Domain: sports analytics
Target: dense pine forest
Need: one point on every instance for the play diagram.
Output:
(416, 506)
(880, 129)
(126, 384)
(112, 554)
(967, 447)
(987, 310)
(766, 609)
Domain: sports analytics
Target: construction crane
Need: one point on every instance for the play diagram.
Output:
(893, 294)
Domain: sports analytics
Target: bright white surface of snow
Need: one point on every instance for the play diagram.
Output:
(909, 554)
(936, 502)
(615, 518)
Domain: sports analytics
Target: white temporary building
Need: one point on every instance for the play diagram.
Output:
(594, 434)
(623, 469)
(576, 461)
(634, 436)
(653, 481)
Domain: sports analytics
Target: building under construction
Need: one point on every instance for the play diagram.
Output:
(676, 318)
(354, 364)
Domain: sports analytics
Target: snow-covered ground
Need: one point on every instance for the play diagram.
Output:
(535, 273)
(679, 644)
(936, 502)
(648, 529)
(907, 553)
+--
▶ [TRY IT]: Report how many lines in the listing above hold the string "construction", giving the number and no other words.

▶ [EXERCISE RESULT]: 2